**The exercise**
The entries below are to be repeated exactly as they stand.
===== Task material
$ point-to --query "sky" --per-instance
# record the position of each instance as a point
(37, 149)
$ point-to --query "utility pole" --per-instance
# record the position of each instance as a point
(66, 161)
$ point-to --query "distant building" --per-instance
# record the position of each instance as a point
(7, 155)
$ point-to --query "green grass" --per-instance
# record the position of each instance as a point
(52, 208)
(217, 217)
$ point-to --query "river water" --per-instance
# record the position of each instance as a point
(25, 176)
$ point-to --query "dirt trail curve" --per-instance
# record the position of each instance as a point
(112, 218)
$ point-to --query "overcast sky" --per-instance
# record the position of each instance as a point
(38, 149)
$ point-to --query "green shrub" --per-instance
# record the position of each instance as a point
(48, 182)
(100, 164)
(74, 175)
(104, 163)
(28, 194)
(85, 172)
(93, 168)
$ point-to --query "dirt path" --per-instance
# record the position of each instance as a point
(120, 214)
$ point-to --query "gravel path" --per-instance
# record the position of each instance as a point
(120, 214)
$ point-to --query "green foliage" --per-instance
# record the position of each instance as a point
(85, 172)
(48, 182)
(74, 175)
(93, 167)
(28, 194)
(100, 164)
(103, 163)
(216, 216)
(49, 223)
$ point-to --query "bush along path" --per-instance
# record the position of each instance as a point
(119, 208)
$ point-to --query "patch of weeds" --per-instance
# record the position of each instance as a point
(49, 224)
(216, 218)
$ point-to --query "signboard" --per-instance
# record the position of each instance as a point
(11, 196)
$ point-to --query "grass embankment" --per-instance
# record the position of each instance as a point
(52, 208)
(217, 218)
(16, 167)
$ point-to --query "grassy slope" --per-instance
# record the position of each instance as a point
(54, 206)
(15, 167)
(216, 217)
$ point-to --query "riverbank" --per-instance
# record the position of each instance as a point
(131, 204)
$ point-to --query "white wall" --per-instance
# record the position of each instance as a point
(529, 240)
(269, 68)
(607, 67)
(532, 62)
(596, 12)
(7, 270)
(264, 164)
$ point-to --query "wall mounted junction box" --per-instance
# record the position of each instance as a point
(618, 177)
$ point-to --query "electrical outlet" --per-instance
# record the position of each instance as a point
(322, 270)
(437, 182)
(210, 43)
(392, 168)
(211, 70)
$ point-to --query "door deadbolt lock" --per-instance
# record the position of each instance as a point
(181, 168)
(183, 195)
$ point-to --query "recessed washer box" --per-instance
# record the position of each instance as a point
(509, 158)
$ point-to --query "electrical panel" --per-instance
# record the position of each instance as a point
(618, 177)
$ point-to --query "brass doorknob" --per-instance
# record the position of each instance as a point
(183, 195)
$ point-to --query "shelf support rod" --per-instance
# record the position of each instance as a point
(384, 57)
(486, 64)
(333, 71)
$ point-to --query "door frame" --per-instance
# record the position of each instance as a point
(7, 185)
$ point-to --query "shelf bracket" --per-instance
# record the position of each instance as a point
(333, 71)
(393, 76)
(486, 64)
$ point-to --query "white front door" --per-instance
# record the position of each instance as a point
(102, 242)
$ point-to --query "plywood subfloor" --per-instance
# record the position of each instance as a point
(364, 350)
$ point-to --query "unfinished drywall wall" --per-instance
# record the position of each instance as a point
==========
**Written response**
$ point-to --query "sky" --per-instance
# record the position of each instance as a point
(37, 149)
$ point-to --query "utility pole" --per-instance
# record the position of each instance as a point
(66, 161)
$ point-to --query "distant building" --per-instance
# record the position of each instance as a point
(7, 155)
$ point-to --query "green grass" --per-instance
# record the position of each instance as a point
(52, 208)
(217, 217)
$ point-to --query "river water" --per-instance
# record the position of each instance as a point
(25, 176)
$ point-to --query "dirt trail curve" --per-instance
# record the position of each instance as a point
(112, 218)
$ point-to --query "overcast sky" --per-instance
# record the position of each instance as a point
(38, 149)
$ point-to --query "green shrub" --per-instance
# record the position of each instance as a point
(48, 182)
(100, 164)
(74, 175)
(104, 163)
(28, 194)
(85, 172)
(93, 168)
$ point-to --query "dirt path" --per-instance
# record the position of each instance as a point
(120, 214)
$ point-to --query "gravel path" --per-instance
# record the position of each instance as a point
(120, 214)
$ point-to --query "green foliage" --per-instance
# record the position of each instance as a point
(85, 172)
(48, 182)
(74, 175)
(93, 167)
(28, 194)
(100, 164)
(103, 163)
(216, 216)
(49, 223)
$ point-to --query "bush along path" --per-instance
# record the position of each instance as a point
(119, 208)
$ point-to --query "patch of weeds" --per-instance
# record the position of each instance as a point
(49, 224)
(216, 218)
$ point-to --query "signboard" --per-instance
# record the position of each instance as a point
(11, 196)
$ point-to --query "grass embankment" --per-instance
# record the position of each instance as a point
(52, 208)
(217, 218)
(16, 167)
$ point-to --query "grassy slope" --per-instance
# record the position of each instance as a point
(54, 206)
(15, 167)
(216, 217)
$ point-to --query "riverbank" --per-instance
# record the position of each instance as a point
(131, 204)
$ point-to --query "white wall" --per-instance
# record the position of each instance as a point
(529, 240)
(269, 68)
(607, 67)
(532, 62)
(596, 12)
(7, 270)
(264, 164)
$ point-to --query "wall mounted junction box" --per-instance
# record the position of each instance as a point
(618, 177)
$ point-to --query "electrical outlet" --per-instance
# record the position of each instance as a point
(322, 270)
(437, 182)
(210, 43)
(392, 168)
(211, 70)
$ point-to --query "door deadbolt lock" --per-instance
# record the position of each instance as a point
(181, 168)
(183, 195)
$ point-to --query "recessed washer box" --per-instance
# record the position of each instance as a point
(509, 158)
$ point-to --query "electrical panel" --per-instance
# record the position of each instance as a point
(618, 177)
$ point-to --query "brass doorknob" --per-instance
# record the position of each instance as a point
(183, 195)
$ point-to --query "shelf support rod" --per-instance
# record the position of each instance as a point
(384, 57)
(486, 64)
(333, 71)
$ point-to --query "door frame" --per-instance
# record the position of each instance as a point
(7, 185)
$ point-to --query "shelf bracket" --per-instance
# record the position of each instance as a point
(333, 71)
(393, 76)
(486, 64)
$ point-to --query "white front door" --per-instance
# record the position of each instance as a point
(102, 242)
$ point-to --query "plywood subfloor" --per-instance
# record the position of each instance as a point
(364, 350)
$ point-to --query "unfinished drywall wall" --per-instance
# record the position of each instance as a point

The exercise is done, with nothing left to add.